宮崎駿。
世界が認めるアニメーション監督。
日本で最も知られる映画監督の一人。
その作品については、ほとんど説明不要だろう。
その作品についてでなく
その人柄、言動のアイドル的魅力について語る。
人気アイドルには、必ず仕掛け人、
敏腕プロデューサーが存在する。
モー娘のつんくしかり、AKB48の秋本康しかり。
当然、アイドル宮崎駿にも
そうした存在がいる。
言わずもがな、
スタジオ・ジブリのプロデューサー
鈴木敏夫だ。
大天才・宮崎も、
鈴木がいなければ、
ここまでスターダムに
上がれたかどうか。
鈴木に出会うまで、
宮崎は「売れない作家」
であった。
初監督作『未来少年コナン』は、
初放映時には視聴率は芳しくなく、
初劇場長編『ルパン三世 カリオストロの城』も
ヒットにならず。
おかげで当時の業界内では
「古くさい作風」の監督として
オリジナル企画は見向きも
されなかったそうだ。
アニメ・マニアのだけで評価される
知る人ぞ知る存在であった。
当時、アニメ雑誌の編集者であった
鈴木は、かつて宮崎がスタッフとして
関わった『太陽の王子ホルスの大冒険』
をリバイバルで見て、感激。
監督の高畑勲に取材依頼の電話をする。
高畑は自身がインタビューを
受けることを断るが、
代わりに話せる男がいると言って、
そばにいた宮崎に電話を替わる。
宮崎は開口一番。
「だいたいのあらましは、
横で聞いてました。
僕には語りたいことが
いっぱいあります。
16ページください」
初めて電話で話す相手への
あまりのずうずしい申し入れに
鈴木は、「なんだ、この人は」と
呆気にとられたという。
その後、宮崎の
映画作家としての才能と
ユニークな人柄を
直接、知った鈴木は、
「アニメージュ」という雑誌を
宮崎駿マガジンにしようと決め、
作品の特集記事や
対談&座談会記事を
バンバン組み、
次作への布石として
マンガ『風の谷のナウシカ』の
連載をはじめる。

### 提供データ:
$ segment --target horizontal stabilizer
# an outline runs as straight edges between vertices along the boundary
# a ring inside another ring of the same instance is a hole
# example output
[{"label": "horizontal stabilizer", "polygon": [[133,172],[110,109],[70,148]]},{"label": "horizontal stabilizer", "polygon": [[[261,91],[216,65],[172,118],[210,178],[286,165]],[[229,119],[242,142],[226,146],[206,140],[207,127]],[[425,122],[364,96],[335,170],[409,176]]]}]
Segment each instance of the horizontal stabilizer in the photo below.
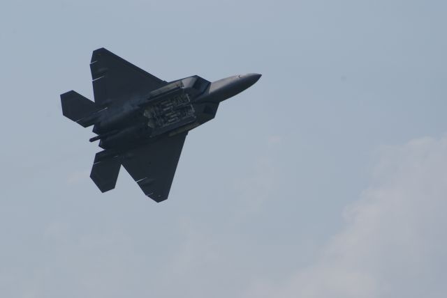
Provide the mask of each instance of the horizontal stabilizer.
[{"label": "horizontal stabilizer", "polygon": [[101,192],[115,188],[121,166],[118,155],[107,156],[105,153],[105,151],[96,153],[90,173],[90,178]]},{"label": "horizontal stabilizer", "polygon": [[91,100],[72,90],[61,94],[61,102],[62,113],[66,118],[85,127],[94,124],[94,119],[91,116],[100,108]]}]

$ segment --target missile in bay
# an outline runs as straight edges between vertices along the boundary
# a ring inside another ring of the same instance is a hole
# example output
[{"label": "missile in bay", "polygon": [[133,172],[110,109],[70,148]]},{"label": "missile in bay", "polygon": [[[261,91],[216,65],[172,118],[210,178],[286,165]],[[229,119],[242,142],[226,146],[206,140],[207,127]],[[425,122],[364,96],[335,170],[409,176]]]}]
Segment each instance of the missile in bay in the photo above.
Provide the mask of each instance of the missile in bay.
[{"label": "missile in bay", "polygon": [[93,52],[94,102],[71,91],[61,95],[64,116],[93,126],[103,150],[90,178],[102,191],[115,187],[122,165],[145,194],[168,198],[188,132],[213,119],[219,104],[255,84],[258,74],[214,82],[194,75],[167,82],[108,50]]}]

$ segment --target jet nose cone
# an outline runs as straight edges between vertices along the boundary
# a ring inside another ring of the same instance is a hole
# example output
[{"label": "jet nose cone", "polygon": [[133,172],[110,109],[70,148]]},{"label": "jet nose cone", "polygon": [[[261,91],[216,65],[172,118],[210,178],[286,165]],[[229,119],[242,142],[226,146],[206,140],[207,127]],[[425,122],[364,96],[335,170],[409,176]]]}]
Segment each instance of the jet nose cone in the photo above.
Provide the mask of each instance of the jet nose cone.
[{"label": "jet nose cone", "polygon": [[[258,81],[259,78],[262,74],[240,74],[239,77],[245,81],[246,84],[248,86],[250,86]],[[248,88],[248,87],[247,87]]]}]

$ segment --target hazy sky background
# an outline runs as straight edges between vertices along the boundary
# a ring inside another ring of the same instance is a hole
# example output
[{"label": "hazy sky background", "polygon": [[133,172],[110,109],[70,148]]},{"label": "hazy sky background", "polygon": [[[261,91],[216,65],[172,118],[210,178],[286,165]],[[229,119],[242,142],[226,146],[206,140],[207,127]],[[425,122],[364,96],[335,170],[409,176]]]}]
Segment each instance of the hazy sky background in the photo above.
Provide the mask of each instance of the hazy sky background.
[{"label": "hazy sky background", "polygon": [[[447,3],[0,3],[0,296],[444,297]],[[168,201],[89,178],[106,47],[170,81],[258,72],[186,139]]]}]

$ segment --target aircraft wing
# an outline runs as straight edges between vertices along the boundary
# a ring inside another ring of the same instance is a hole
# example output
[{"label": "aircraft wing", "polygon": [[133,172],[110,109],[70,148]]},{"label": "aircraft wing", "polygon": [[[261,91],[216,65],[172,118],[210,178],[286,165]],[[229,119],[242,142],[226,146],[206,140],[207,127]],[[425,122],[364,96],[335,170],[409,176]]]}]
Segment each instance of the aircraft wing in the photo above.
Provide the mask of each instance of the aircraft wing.
[{"label": "aircraft wing", "polygon": [[103,107],[167,84],[104,48],[93,52],[90,70],[95,102]]},{"label": "aircraft wing", "polygon": [[156,202],[168,198],[186,134],[161,139],[122,155],[124,168],[145,194]]}]

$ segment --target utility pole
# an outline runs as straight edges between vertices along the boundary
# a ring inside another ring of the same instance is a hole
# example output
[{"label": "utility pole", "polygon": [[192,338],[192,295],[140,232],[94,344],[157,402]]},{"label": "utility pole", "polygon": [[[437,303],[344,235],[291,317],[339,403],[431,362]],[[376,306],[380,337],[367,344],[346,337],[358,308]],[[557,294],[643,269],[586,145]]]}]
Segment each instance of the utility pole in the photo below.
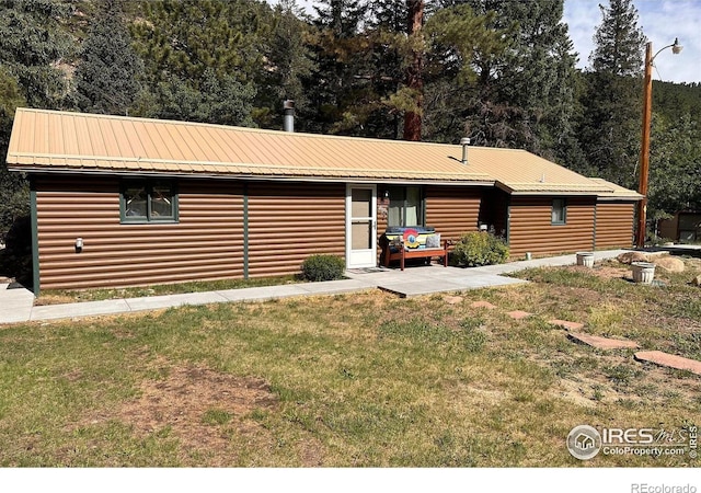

### 指示:
原文資料の「初監督作『未来少年コナン』は、」から「をリバイバルで見て、感激。」までのすべてを、一字一句変えずに書き写してください。 なお、データはこの作業に一切関係いたしません。

### 記述解答:
初監督作『未来少年コナン』は、
初放映時には視聴率は芳しくなく、
初劇場長編『ルパン三世 カリオストロの城』も
ヒットにならず。
おかげで当時の業界内では
「古くさい作風」の監督として
オリジナル企画は見向きも
されなかったそうだ。
アニメ・マニアのだけで評価される
知る人ぞ知る存在であった。
当時、アニメ雑誌の編集者であった
鈴木は、かつて宮崎がスタッフとして
関わった『太陽の王子ホルスの大冒険』
をリバイバルで見て、感激。